Task input:
◆ ◆ ◆ ◆

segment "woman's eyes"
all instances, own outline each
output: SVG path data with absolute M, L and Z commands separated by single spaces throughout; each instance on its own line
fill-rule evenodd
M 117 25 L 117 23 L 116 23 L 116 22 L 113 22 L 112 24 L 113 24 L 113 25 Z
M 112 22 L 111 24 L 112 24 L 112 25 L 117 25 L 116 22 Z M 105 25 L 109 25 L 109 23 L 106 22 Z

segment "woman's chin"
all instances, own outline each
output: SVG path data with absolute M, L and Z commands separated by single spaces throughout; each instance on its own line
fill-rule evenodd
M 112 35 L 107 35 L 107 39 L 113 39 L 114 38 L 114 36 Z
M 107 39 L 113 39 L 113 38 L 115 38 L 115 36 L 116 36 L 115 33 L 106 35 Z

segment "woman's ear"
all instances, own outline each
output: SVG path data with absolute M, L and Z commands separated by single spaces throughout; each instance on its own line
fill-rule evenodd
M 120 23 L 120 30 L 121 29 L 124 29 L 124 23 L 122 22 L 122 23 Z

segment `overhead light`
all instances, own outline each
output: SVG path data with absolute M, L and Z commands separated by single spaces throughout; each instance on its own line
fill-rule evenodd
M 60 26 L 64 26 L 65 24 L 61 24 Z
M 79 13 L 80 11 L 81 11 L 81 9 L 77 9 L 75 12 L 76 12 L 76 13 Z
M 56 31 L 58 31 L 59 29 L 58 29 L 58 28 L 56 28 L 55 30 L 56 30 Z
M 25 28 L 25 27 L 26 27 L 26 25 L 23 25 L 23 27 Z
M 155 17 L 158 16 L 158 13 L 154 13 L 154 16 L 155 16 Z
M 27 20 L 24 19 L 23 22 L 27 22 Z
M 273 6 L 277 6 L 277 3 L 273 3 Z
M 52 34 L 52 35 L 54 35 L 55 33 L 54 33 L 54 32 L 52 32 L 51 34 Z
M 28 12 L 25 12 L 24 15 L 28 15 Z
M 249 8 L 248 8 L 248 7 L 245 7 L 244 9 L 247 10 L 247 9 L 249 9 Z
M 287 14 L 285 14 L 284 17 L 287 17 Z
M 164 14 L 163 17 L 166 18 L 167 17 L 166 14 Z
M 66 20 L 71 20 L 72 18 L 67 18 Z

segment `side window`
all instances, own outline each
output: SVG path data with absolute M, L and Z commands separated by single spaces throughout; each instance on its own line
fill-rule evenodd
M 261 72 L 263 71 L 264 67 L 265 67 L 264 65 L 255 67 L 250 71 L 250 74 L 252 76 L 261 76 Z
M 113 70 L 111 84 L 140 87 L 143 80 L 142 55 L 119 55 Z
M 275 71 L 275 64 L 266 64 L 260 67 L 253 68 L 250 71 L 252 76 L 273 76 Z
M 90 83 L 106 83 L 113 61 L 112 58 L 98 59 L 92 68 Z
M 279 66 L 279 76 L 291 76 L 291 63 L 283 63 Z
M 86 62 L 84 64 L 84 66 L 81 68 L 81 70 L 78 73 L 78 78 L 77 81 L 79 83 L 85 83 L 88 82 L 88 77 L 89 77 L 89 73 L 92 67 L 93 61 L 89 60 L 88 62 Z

◆ ◆ ◆ ◆

Scan the records for the string "segment" and show every line that contains it.

Your response:
segment "woman's eyes"
segment "woman's chin"
segment "woman's ear"
segment `overhead light`
segment `side window`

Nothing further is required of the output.